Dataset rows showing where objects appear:
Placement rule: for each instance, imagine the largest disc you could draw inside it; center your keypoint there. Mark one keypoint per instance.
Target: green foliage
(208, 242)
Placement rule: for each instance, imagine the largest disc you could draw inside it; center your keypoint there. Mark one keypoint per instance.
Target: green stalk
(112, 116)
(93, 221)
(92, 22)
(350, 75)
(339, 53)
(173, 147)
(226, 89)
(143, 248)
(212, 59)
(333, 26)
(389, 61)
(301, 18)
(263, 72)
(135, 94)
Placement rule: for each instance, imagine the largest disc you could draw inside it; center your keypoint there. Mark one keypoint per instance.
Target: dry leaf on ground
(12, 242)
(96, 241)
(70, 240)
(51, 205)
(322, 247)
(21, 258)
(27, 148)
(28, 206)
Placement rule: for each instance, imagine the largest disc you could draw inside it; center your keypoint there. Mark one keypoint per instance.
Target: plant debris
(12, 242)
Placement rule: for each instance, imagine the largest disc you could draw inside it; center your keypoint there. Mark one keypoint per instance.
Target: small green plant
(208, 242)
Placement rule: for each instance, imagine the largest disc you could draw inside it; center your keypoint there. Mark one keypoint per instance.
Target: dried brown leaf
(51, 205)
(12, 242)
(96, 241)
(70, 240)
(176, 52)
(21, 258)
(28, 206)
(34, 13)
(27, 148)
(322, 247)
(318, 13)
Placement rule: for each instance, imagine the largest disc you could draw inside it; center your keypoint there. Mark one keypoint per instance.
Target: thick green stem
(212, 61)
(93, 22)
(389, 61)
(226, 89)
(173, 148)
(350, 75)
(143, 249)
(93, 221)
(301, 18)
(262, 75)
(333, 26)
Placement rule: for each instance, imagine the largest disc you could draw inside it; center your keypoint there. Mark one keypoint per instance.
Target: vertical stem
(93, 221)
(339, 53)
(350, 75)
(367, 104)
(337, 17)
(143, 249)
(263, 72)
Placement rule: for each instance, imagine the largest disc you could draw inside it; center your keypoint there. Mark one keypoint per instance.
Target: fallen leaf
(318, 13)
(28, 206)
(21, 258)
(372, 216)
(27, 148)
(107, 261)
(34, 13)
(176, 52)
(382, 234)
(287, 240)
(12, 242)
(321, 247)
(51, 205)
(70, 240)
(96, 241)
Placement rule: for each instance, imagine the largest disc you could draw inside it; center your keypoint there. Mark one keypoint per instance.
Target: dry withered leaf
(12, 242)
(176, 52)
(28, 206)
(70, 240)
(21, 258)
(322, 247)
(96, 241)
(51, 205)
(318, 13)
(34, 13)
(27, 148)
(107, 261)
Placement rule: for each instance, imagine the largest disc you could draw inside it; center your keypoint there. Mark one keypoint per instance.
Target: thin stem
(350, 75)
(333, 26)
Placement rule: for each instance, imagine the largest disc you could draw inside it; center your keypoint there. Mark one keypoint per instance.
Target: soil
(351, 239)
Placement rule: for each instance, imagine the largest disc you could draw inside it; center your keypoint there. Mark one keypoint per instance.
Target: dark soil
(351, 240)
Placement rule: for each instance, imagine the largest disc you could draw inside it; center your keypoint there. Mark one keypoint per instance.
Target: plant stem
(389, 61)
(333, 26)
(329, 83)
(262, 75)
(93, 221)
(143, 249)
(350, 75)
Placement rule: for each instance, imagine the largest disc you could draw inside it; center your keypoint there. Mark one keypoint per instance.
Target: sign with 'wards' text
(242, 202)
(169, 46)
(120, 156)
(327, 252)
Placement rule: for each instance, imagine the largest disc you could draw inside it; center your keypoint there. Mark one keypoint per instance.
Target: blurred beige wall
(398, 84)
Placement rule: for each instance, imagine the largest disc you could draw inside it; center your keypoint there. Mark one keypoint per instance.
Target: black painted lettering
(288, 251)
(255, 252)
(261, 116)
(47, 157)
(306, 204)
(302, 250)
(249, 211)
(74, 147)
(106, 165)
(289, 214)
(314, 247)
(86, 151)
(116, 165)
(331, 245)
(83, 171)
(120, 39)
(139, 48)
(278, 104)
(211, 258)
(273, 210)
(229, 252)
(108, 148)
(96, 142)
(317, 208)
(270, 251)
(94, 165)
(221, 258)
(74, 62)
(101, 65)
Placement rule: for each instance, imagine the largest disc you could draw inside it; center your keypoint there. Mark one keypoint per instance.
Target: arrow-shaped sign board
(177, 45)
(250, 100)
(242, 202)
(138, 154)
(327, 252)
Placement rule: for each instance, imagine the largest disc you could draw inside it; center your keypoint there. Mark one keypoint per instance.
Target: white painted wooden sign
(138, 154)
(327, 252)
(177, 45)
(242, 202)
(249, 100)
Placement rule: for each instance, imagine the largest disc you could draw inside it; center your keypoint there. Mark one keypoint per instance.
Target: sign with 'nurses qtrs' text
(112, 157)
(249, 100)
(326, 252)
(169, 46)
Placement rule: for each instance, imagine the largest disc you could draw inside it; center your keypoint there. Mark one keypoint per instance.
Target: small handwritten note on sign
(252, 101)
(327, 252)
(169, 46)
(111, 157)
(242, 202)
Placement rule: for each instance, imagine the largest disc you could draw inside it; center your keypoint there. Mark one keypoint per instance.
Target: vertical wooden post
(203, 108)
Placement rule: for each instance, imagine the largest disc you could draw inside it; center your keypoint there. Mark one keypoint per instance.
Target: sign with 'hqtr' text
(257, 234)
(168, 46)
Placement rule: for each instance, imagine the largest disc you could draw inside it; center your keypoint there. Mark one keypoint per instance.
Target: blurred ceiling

What you have to do
Find each line in the data above that contains the string "leaf", and copy those lines out in full.

Output below
Target: dry leaf on ground
Target: dried brown leaf
Target: fallen leaf
Target: dry withered leaf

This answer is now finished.